= Task to carry out =
Copy out each line of the data that holds the word "white".

Stored data entries:
--- --- ---

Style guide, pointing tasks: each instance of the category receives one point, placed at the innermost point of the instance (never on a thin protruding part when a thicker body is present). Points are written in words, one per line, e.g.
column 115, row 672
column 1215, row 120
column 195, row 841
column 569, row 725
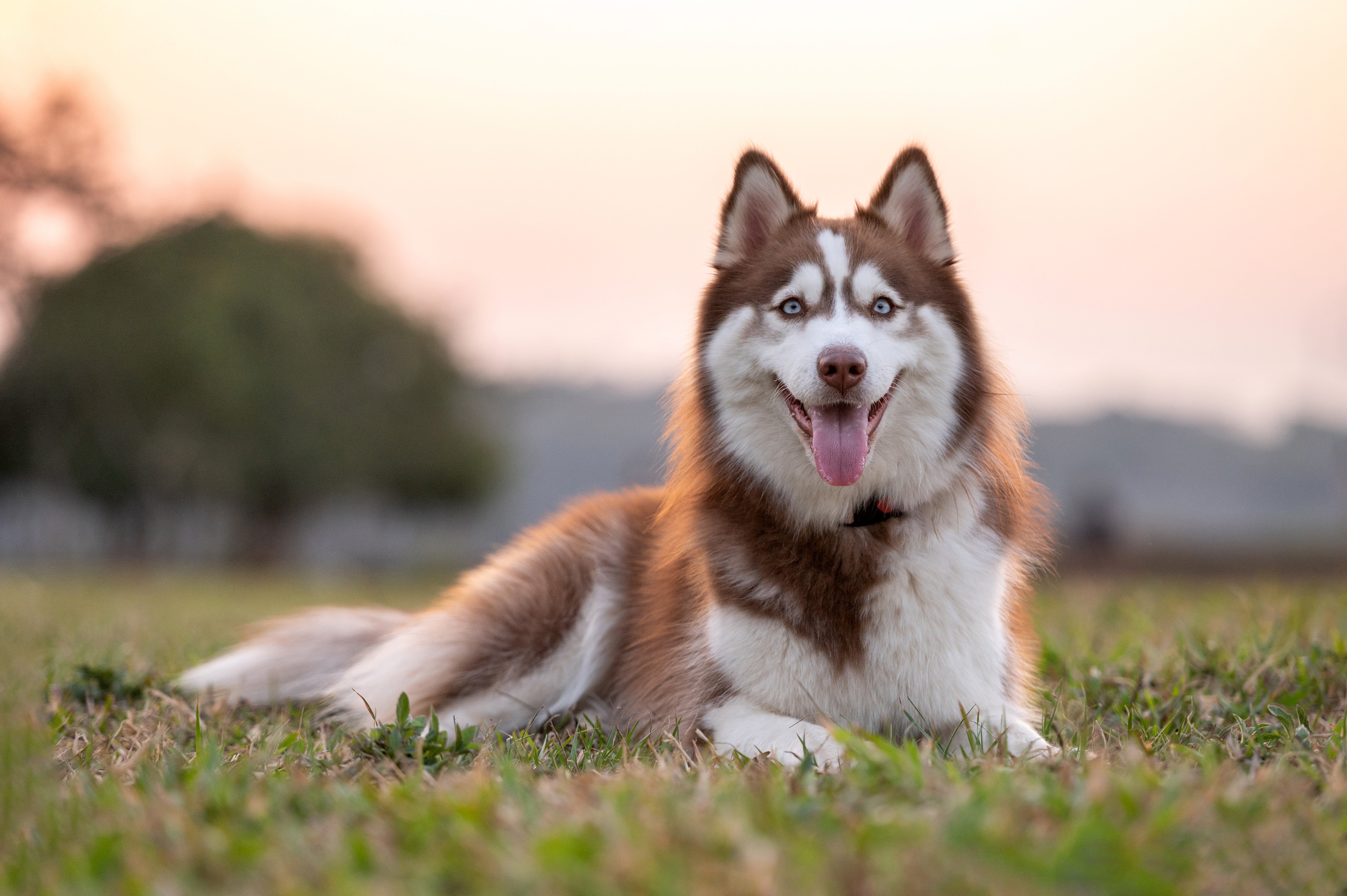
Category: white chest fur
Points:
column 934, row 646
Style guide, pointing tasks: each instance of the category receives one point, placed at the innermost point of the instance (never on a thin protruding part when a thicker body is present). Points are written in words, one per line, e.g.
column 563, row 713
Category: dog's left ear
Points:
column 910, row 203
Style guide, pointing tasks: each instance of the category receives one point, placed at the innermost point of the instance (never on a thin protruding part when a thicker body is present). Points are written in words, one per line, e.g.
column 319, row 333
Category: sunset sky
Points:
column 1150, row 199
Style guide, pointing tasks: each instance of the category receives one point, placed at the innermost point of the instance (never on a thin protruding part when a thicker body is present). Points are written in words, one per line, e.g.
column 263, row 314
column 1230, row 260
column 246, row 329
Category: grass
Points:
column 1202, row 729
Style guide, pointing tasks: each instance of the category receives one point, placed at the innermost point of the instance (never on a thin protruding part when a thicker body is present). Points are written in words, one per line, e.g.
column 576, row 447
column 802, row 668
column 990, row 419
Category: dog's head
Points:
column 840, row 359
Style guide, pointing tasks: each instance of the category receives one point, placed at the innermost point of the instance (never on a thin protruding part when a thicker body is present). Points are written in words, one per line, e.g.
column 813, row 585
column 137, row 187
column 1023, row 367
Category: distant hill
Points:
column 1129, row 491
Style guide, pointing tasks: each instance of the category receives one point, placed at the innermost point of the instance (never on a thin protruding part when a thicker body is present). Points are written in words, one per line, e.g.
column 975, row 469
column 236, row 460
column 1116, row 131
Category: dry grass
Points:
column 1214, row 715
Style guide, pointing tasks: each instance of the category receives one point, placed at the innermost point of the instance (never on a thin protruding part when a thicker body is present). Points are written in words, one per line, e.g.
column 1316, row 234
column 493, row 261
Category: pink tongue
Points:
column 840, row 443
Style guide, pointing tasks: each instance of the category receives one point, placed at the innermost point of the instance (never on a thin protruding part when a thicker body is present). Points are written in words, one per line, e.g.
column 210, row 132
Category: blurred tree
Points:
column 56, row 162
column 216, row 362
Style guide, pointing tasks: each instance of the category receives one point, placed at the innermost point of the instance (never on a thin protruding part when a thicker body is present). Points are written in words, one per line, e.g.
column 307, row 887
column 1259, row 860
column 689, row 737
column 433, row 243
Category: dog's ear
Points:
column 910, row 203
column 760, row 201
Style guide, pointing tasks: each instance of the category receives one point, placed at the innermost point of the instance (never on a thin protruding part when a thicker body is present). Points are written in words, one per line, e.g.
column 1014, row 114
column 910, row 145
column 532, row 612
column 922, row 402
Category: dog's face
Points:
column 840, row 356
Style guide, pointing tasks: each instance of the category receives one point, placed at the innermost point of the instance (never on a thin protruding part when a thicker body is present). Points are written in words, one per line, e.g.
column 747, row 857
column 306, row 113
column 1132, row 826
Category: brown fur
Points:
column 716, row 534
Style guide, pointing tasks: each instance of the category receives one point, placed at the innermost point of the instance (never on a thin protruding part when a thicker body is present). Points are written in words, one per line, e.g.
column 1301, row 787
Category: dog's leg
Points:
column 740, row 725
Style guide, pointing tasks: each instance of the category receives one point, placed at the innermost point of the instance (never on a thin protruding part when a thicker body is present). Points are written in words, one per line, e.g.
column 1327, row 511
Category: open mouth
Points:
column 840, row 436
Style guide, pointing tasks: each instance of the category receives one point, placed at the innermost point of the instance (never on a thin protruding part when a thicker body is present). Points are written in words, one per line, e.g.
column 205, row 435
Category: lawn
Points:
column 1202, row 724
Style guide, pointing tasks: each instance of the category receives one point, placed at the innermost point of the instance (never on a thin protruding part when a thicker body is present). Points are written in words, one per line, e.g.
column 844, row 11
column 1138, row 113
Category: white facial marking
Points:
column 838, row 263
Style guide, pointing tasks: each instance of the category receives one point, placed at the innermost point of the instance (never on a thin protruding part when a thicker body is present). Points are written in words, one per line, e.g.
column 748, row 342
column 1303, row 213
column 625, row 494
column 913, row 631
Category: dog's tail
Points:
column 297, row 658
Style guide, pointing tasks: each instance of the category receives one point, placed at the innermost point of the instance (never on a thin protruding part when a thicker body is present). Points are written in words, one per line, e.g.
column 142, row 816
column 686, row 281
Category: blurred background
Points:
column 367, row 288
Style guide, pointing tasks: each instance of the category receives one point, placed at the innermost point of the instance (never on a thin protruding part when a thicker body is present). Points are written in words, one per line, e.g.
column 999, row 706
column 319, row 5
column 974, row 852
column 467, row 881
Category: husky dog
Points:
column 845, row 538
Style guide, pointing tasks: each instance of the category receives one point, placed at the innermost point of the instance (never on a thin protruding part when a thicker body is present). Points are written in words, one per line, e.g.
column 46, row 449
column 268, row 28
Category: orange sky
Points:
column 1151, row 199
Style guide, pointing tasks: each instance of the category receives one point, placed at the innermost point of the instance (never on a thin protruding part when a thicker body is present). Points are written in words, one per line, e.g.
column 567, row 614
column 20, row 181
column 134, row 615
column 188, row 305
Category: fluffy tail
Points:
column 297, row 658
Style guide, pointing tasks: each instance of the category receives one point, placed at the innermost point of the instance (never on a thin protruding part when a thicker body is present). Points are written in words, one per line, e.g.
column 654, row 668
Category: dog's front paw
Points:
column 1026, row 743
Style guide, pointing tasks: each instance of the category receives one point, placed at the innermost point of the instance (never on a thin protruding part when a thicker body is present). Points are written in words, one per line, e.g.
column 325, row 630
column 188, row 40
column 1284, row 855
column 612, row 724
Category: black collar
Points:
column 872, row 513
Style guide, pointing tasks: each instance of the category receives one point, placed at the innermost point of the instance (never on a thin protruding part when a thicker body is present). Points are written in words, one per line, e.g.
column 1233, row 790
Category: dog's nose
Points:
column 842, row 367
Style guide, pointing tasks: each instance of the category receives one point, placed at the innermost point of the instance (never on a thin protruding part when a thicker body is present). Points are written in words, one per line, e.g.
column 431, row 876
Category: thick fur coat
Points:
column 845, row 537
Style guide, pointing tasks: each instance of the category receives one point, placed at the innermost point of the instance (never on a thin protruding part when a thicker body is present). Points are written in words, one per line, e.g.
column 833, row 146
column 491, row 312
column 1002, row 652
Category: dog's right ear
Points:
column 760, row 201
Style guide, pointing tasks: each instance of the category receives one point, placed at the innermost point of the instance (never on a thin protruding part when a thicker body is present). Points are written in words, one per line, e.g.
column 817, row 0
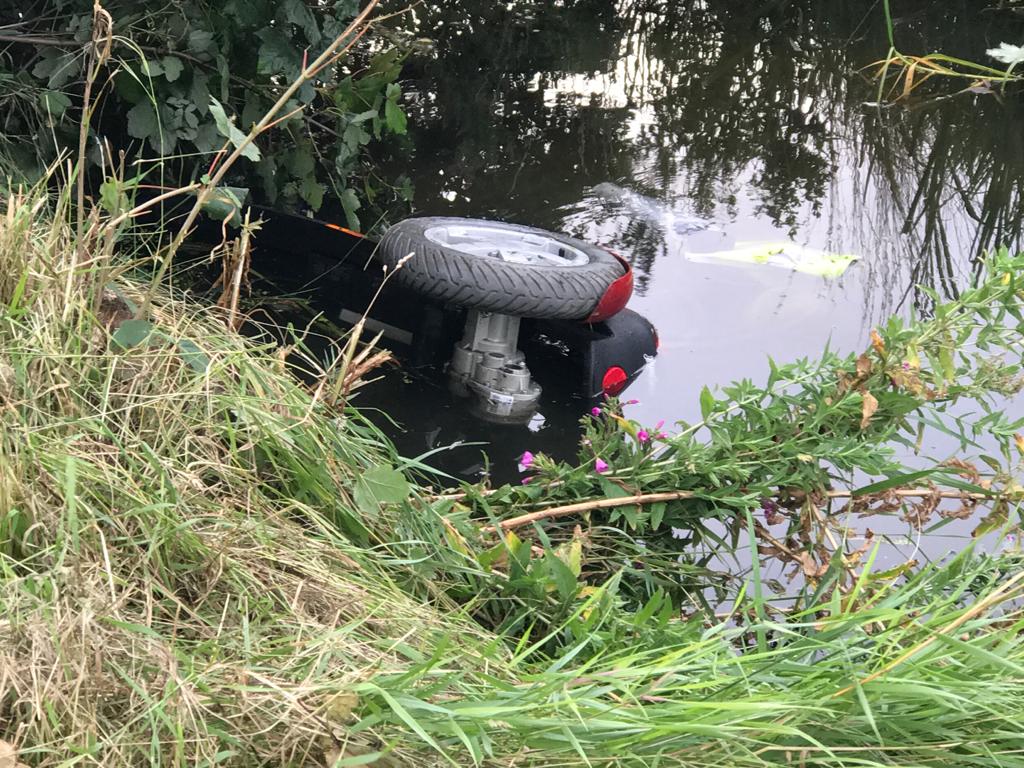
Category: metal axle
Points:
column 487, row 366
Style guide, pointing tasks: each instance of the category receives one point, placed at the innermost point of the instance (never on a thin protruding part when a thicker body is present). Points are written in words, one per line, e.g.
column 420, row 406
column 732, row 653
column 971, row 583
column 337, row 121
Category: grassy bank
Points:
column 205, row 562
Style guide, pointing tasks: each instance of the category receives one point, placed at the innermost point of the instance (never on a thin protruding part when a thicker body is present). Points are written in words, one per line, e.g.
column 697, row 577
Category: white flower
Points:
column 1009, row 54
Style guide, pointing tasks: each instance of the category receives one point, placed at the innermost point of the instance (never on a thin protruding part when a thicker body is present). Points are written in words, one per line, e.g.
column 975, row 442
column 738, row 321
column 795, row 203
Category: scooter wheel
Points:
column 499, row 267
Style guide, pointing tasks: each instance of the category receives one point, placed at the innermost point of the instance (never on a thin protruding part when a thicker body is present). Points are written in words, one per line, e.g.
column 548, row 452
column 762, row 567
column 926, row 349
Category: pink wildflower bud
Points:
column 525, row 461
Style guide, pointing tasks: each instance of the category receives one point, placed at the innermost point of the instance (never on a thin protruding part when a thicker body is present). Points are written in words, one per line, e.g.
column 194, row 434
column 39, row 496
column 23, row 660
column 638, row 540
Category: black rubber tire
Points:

--- --- ---

= Result of this task =
Category: white chest fur
Category: white facial marking
Category: white flower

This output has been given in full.